*Source passage*

[Start of section]

Hi, my name is Tim and I just learned I'm HIV positive. Not me personally, but, as the character Tim I played in I'm Positive, a short interactive narrative about living with the human immunodeficiency virus. It started out simply enough: I was shooting baskets when a phone call interrupted my jump shots. It was an ex girlfriend telling me that she'd been diagnosed as HIV positive after giving blood, and she urged me to get tested as soon as possible. Maybe it's because getting tested has been on my mind anyhow or possibly because I shared a name with the protagonist (there aren't any custom-name options; everyone plays as Tim), but after I "hung up" the phone I felt a weight in my chest and an all-too-real sense of panic.

It only got worse when the next phone call was from John, which may as well have been from my in-real-life best friend Josh, bugging me about the type of cake I wanted for my birthday. I role-played as myself, choosing dialogue options that were remarkably similar to what I'd actually say in the situation, but just how effective the brief game was surprised me. For me, I'm Positive's first-person perspective went deeper than I'd expected.

[End of section]

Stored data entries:
[Start of section]

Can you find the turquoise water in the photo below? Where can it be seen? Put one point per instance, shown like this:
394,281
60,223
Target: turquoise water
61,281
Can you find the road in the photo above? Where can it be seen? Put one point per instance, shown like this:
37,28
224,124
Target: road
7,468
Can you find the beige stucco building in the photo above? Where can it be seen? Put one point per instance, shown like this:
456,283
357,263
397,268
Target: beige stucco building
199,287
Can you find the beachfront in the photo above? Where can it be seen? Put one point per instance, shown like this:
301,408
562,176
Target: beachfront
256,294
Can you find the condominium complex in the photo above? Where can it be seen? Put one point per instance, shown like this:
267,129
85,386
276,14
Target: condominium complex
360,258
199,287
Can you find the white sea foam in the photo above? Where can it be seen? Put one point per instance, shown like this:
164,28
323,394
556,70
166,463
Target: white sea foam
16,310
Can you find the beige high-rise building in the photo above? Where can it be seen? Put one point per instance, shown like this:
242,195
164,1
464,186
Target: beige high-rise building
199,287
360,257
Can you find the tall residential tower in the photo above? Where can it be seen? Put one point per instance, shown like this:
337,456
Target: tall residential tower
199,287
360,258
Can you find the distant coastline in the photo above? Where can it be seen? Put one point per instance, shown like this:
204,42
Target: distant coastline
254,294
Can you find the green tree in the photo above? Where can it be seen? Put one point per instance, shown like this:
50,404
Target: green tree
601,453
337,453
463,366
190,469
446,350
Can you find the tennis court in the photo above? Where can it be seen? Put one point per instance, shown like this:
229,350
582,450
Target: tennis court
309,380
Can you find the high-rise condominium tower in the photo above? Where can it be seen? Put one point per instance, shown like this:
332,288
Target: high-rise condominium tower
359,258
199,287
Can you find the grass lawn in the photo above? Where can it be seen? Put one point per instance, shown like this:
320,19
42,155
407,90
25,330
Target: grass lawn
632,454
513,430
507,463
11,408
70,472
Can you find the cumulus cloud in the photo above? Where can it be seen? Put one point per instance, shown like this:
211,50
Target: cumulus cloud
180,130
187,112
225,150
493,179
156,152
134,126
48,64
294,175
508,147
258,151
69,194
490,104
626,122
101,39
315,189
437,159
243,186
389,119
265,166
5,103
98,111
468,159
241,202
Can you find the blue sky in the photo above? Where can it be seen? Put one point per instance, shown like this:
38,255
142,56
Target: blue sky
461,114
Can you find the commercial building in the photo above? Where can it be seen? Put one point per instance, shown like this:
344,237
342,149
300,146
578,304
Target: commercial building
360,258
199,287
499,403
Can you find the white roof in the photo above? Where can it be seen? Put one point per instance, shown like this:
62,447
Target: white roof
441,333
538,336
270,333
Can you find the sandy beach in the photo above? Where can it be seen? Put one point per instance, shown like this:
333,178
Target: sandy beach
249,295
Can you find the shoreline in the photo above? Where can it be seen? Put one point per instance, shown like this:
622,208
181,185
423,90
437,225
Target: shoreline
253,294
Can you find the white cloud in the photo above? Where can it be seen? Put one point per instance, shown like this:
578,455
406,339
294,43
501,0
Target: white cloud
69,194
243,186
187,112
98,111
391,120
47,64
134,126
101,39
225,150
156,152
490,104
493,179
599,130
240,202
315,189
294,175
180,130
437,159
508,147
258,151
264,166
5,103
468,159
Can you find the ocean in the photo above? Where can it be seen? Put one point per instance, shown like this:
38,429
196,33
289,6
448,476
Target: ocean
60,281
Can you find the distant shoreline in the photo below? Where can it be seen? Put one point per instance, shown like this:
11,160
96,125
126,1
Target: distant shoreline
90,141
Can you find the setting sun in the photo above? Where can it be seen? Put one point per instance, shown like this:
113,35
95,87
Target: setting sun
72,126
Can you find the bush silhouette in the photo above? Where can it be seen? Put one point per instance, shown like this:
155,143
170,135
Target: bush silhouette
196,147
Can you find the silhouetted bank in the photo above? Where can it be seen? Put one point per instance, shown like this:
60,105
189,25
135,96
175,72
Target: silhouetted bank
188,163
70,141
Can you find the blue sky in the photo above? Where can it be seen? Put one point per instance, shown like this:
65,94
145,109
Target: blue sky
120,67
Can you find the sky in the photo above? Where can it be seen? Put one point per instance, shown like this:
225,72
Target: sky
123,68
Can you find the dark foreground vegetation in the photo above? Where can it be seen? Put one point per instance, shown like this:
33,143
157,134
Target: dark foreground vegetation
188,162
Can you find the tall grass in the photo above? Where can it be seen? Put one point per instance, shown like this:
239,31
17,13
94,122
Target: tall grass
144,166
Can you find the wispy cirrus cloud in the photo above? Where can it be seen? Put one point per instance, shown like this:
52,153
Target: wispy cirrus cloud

[End of section]

*Prompt 1*
Copy the passage about I'm Positive word for word, from "It only got" up to and including "than I'd expected.".
*Prompt 2*
List every personal first name that appears in the passage about I'm Positive.

*Task result 1*
It only got worse when the next phone call was from John, which may as well have been from my in-real-life best friend Josh, bugging me about the type of cake I wanted for my birthday. I role-played as myself, choosing dialogue options that were remarkably similar to what I'd actually say in the situation, but just how effective the brief game was surprised me. For me, I'm Positive's first-person perspective went deeper than I'd expected.

*Task result 2*
Tim, John, Josh